* EXTRACTED ENTRIES:
◇ ◇ ◇

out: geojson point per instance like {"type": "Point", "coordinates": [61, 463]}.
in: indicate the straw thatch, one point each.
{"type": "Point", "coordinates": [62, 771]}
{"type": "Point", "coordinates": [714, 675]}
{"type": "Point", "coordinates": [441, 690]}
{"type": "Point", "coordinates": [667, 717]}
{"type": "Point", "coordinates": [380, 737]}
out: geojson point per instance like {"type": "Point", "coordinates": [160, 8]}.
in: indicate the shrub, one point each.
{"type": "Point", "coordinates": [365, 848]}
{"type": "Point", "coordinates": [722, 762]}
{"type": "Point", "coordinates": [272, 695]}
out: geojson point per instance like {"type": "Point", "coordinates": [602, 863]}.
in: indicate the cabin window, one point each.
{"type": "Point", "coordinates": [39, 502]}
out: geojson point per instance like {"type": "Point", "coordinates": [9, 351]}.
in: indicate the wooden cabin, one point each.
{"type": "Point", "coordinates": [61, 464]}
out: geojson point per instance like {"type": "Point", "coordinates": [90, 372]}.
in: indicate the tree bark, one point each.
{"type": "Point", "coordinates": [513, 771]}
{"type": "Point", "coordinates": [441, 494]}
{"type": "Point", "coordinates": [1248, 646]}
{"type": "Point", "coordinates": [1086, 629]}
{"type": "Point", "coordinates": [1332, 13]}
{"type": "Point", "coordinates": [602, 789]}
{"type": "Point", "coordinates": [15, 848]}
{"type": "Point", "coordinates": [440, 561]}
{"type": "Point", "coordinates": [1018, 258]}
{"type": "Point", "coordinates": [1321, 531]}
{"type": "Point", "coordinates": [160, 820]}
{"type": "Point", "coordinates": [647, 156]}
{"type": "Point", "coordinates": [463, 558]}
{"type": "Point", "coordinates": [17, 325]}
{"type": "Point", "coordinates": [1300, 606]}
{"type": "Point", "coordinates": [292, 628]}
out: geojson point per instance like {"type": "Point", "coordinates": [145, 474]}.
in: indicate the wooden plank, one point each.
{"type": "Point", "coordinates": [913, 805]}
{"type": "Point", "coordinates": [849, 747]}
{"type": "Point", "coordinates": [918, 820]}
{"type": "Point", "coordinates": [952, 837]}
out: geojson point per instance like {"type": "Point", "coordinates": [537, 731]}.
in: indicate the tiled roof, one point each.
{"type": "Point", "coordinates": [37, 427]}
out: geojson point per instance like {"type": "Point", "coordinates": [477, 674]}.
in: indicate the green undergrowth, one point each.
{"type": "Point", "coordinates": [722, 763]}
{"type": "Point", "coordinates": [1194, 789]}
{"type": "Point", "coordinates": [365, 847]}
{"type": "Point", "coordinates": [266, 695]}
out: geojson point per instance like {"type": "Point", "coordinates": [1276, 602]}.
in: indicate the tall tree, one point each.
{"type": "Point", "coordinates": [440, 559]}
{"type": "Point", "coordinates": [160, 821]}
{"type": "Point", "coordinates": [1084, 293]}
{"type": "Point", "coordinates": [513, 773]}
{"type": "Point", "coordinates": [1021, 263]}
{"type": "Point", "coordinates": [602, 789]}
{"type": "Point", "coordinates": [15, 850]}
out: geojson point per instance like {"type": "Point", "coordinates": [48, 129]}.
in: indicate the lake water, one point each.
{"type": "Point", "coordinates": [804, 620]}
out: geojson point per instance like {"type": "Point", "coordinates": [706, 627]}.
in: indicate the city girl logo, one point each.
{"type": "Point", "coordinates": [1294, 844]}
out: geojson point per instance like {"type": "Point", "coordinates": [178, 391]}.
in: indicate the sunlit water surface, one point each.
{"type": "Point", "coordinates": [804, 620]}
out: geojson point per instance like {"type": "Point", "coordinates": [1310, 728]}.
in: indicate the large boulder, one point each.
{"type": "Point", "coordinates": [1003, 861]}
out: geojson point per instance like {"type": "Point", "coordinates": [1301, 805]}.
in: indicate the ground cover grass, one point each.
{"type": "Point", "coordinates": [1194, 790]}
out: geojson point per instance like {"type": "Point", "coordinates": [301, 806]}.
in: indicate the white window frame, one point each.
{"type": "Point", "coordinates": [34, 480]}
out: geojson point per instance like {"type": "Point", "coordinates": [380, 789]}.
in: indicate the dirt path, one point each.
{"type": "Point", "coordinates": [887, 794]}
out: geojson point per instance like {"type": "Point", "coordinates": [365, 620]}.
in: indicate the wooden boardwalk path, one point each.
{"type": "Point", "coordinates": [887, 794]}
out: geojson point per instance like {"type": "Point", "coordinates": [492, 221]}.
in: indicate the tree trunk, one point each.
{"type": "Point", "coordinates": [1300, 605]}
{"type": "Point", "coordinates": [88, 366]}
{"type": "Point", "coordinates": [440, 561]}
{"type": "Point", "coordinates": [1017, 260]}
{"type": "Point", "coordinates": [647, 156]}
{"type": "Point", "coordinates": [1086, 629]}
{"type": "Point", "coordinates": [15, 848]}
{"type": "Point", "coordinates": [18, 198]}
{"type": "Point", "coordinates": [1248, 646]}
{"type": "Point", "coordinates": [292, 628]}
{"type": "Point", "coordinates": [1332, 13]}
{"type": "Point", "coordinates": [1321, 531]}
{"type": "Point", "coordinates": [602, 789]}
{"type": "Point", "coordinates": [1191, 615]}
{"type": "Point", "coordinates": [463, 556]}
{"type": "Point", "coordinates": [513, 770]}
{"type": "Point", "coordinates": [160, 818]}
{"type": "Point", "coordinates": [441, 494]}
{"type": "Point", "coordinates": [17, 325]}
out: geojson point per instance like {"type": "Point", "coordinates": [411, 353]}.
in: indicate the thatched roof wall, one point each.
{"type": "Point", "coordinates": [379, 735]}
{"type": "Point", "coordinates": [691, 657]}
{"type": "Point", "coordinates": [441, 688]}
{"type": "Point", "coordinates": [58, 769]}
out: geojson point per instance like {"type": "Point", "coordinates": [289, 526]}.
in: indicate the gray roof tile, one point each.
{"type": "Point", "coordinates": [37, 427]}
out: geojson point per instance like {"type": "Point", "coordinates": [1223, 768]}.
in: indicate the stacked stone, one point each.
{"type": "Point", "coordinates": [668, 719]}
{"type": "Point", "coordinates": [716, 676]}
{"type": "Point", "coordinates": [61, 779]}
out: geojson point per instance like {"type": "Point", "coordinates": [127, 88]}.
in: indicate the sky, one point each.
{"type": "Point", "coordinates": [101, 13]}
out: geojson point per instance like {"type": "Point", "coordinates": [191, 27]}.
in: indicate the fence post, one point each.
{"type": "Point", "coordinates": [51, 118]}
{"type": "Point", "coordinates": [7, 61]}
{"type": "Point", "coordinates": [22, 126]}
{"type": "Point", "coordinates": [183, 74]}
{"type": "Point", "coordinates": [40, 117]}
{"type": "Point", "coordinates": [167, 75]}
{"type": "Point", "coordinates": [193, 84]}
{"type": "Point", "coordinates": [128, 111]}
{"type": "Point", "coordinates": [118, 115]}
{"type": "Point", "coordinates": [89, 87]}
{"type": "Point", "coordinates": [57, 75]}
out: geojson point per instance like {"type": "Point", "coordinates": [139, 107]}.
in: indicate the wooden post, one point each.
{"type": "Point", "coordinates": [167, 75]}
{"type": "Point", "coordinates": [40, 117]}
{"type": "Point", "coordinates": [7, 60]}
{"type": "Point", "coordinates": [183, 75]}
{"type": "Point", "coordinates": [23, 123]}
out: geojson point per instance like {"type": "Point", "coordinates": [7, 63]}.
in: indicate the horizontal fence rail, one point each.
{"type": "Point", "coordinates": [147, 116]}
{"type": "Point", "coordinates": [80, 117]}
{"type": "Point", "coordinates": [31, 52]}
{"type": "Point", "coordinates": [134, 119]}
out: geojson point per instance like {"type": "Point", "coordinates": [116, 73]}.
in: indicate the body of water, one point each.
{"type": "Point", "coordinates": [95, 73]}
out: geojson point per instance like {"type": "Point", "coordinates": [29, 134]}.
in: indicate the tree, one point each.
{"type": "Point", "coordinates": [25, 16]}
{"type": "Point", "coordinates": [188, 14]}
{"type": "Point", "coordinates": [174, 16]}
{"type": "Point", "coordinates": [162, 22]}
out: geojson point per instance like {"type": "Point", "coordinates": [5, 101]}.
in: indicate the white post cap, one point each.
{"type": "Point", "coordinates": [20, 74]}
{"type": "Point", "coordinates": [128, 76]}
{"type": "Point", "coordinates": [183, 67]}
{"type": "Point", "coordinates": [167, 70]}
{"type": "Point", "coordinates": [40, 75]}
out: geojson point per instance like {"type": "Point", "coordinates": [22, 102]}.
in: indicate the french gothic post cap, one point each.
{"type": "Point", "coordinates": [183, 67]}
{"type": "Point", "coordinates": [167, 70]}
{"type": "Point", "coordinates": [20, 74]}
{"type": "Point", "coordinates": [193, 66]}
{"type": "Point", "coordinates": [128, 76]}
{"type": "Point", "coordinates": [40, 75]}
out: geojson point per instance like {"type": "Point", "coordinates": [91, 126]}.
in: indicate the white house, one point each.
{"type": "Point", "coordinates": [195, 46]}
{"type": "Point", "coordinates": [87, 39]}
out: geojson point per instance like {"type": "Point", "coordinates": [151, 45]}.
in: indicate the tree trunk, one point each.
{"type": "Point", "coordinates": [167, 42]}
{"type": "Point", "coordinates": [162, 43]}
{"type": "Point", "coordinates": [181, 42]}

◇ ◇ ◇

* EXERCISE OBJECTIVE: Return an exact copy of only the lines from the one with "in: indicate the french" through the end of the listing above, both included.

* TASK OUTPUT:
in: indicate the french gothic post cap, one point each.
{"type": "Point", "coordinates": [183, 67]}
{"type": "Point", "coordinates": [167, 70]}
{"type": "Point", "coordinates": [20, 74]}
{"type": "Point", "coordinates": [193, 66]}
{"type": "Point", "coordinates": [128, 76]}
{"type": "Point", "coordinates": [40, 75]}
out: geojson point per instance like {"type": "Point", "coordinates": [91, 126]}.
in: indicate the white house, one point each.
{"type": "Point", "coordinates": [195, 46]}
{"type": "Point", "coordinates": [87, 39]}
out: geojson point per instance like {"type": "Point", "coordinates": [151, 45]}.
in: indicate the tree trunk, one point each.
{"type": "Point", "coordinates": [167, 42]}
{"type": "Point", "coordinates": [162, 43]}
{"type": "Point", "coordinates": [181, 42]}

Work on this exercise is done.